SteveC [hidden email] http://www.asklater.com/steve/

_______________________________________________
Openstreetmap mailing list
[hidden email]
http://bat.vr.ucl.ac.uk/cgi-bin/mailman/listinfo/openstreetmap
Reply | Threaded
Open this post in threaded view
|

Re: Re: Server Performance

Christian van den Bosch
Hmm, this mail was meant to be a short reply, but I've kept coming back
to it over the last day or so and gone off at a couple of tangents; I've
tried to break it down into digestible chunks.

SteveC wrote:
> Server load, believe me, is my number one thing to fix right now. It's
> swapping and can't really handle the roughly 50,000 hits a day it gets
> (see the stats wiki page).

Ouch - one request every 1.6 seconds or so, assuming even distribution
(if only!). How does the ram usage break down? Is there anything in
particular causing the ram hit? I presume tile generation and/or caching
- for both slippy map and applet - is a big part of it, particularly
given the "fetching unnecessary tiles" behaviour described recently.

Pane size, tile size:

Currently, tiles are 256x128px, and the viewing pane is 700x500px (to
fit on an 800x600 screen?), which works out to 2.73x3.90 tiles; we
always fetch 4x5 tiles (=1024x640px), though sometimes (around 33% of
the time) this means we unnecessarily fetch a row or column or both. If
we changed the pane to 768x512px (3x4 tiles), we would gain around 12%
screen real-estate, still guarantee coverage with 4x5 tiles, and improve
utilisation of the tiles fetched from 53% to 60%; the number of cases
where tiles are fetched unnecessarily becomes vanishingly small (around
  1% of cases), reducing the subjective "I'm waiting for it to finish
doing stuff I can't see" factor, and, as a bonus, reducing requests
generated by further scrolling (intuitively, a user who wants to see
something that's currently 10px outside the pane is likely to drag by 50
or 100px to give a "comfort zone", with a high likelihood of generating
tile requests - but if what he wants is already within the pane with
little or no margin, he won't scroll at all).

════════════════

:: What the exercise asks ::
Copy out the server performance post in full, word for word. Rely only on the server performance post for this.

════════════════

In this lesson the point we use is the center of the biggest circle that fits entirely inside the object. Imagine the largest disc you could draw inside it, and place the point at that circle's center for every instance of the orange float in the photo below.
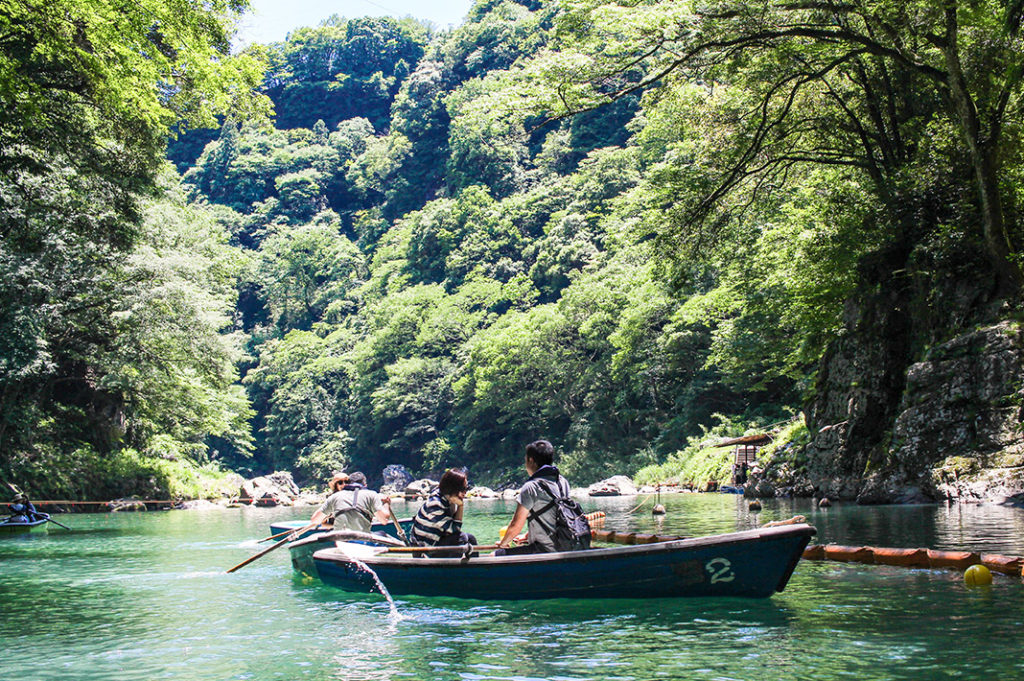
(901, 557)
(1000, 563)
(849, 554)
(814, 552)
(955, 559)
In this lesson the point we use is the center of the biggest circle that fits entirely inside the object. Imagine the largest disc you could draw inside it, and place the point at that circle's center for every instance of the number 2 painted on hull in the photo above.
(721, 570)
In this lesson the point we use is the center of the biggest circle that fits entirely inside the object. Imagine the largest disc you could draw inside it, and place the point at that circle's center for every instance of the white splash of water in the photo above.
(349, 550)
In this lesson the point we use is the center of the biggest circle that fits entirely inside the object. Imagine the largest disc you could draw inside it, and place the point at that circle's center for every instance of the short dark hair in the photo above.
(453, 482)
(541, 452)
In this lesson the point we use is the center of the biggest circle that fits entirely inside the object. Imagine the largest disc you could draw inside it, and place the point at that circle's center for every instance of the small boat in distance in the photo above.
(754, 563)
(19, 524)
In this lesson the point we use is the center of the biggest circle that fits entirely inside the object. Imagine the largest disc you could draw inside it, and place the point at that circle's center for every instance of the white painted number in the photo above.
(721, 570)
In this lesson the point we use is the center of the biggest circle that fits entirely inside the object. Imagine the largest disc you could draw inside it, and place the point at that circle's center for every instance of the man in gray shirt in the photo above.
(536, 496)
(352, 506)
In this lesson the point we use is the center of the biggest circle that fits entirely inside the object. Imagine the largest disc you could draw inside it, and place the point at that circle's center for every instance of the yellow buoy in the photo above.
(977, 576)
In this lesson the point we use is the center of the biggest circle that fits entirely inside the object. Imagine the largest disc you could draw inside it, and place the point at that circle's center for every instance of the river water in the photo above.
(144, 596)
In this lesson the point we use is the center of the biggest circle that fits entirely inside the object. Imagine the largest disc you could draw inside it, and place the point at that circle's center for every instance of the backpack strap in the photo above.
(536, 515)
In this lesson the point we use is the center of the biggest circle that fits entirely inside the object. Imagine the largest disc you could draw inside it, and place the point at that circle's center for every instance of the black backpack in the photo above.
(571, 530)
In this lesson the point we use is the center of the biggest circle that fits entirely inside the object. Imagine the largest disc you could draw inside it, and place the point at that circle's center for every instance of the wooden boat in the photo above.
(755, 563)
(18, 525)
(377, 527)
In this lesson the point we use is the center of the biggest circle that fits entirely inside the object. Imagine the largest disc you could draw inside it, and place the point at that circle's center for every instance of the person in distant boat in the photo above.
(535, 503)
(352, 506)
(22, 509)
(438, 521)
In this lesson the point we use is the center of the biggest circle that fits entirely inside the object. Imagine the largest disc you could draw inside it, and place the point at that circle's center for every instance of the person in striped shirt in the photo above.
(439, 520)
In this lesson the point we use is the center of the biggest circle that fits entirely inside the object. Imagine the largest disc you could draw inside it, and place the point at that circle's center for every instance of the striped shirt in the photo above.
(435, 519)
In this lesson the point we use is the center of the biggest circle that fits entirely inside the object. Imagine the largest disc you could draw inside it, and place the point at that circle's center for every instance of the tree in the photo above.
(851, 84)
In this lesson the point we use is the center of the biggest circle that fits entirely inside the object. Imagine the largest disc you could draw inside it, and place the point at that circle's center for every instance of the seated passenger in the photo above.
(537, 502)
(439, 520)
(22, 509)
(352, 506)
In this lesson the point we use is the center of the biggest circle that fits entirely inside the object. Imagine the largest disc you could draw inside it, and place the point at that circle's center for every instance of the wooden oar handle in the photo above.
(279, 535)
(433, 549)
(272, 546)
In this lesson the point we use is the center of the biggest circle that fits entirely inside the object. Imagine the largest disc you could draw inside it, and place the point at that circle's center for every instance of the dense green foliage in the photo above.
(603, 223)
(115, 293)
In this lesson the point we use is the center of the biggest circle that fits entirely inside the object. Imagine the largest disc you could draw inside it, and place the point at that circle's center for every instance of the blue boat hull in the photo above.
(9, 526)
(754, 563)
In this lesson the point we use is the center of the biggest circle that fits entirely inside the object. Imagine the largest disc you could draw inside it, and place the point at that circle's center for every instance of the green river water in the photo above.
(144, 596)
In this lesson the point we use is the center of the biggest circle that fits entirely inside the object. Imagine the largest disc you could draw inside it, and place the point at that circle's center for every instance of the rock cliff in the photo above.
(908, 409)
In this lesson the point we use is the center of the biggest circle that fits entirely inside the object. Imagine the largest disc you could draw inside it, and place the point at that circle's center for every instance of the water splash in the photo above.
(394, 615)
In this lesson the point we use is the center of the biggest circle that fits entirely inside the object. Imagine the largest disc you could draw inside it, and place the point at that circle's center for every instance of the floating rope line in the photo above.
(871, 555)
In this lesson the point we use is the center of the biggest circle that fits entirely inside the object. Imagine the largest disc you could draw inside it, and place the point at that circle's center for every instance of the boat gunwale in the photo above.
(338, 555)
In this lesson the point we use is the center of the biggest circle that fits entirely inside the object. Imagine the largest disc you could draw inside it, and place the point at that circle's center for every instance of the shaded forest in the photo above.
(624, 226)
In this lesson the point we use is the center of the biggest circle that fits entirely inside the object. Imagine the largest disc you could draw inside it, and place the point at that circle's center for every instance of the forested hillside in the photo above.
(620, 226)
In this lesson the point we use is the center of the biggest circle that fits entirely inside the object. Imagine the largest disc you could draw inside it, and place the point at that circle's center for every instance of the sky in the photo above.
(270, 20)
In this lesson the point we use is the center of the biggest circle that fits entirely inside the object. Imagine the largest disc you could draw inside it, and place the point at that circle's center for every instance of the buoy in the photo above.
(977, 576)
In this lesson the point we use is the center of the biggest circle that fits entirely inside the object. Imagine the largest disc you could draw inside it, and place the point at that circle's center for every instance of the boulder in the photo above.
(126, 505)
(602, 490)
(284, 481)
(420, 488)
(396, 477)
(199, 505)
(482, 493)
(278, 488)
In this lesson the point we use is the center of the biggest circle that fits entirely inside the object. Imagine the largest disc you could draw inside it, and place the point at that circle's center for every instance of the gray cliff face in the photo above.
(961, 417)
(954, 432)
(920, 398)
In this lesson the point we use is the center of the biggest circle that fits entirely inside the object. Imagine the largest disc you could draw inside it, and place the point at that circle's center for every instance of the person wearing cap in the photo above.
(22, 509)
(535, 503)
(438, 521)
(352, 506)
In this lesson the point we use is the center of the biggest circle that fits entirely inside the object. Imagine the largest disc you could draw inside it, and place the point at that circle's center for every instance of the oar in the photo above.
(432, 549)
(278, 536)
(397, 526)
(272, 547)
(631, 538)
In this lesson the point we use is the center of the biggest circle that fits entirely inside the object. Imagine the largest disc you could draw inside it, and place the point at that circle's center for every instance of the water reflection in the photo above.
(144, 596)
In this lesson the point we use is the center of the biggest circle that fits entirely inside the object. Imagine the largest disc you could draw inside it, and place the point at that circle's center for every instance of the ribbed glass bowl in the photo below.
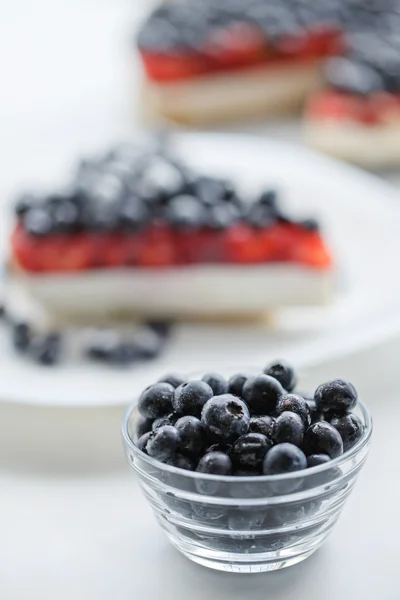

════════════════

:: Problem solution ::
SteveC [hidden email] http://www.asklater.com/steve/

_______________________________________________
Openstreetmap mailing list
[hidden email]
http://bat.vr.ucl.ac.uk/cgi-bin/mailman/listinfo/openstreetmap
Reply | Threaded
Open this post in threaded view
|

Re: Re: Server Performance

Christian van den Bosch
Hmm, this mail was meant to be a short reply, but I've kept coming back
to it over the last day or so and gone off at a couple of tangents; I've
tried to break it down into digestible chunks.

SteveC wrote:
> Server load, believe me, is my number one thing to fix right now. It's
> swapping and can't really handle the roughly 50,000 hits a day it gets
> (see the stats wiki page).

Ouch - one request every 1.6 seconds or so, assuming even distribution
(if only!). How does the ram usage break down? Is there anything in
particular causing the ram hit? I presume tile generation and/or caching
- for both slippy map and applet - is a big part of it, particularly
given the "fetching unnecessary tiles" behaviour described recently.

Pane size, tile size:

Currently, tiles are 256x128px, and the viewing pane is 700x500px (to
fit on an 800x600 screen?), which works out to 2.73x3.90 tiles; we
always fetch 4x5 tiles (=1024x640px), though sometimes (around 33% of
the time) this means we unnecessarily fetch a row or column or both. If
we changed the pane to 768x512px (3x4 tiles), we would gain around 12%
screen real-estate, still guarantee coverage with 4x5 tiles, and improve
utilisation of the tiles fetched from 53% to 60%; the number of cases
where tiles are fetched unnecessarily becomes vanishingly small (around
  1% of cases), reducing the subjective "I'm waiting for it to finish
doing stuff I can't see" factor, and, as a bonus, reducing requests
generated by further scrolling (intuitively, a user who wants to see
something that's currently 10px outside the pane is likely to drag by 50
or 100px to give a "comfort zone", with a high likelihood of generating
tile requests - but if what he wants is already within the pane with
little or no margin, he won't scroll at all).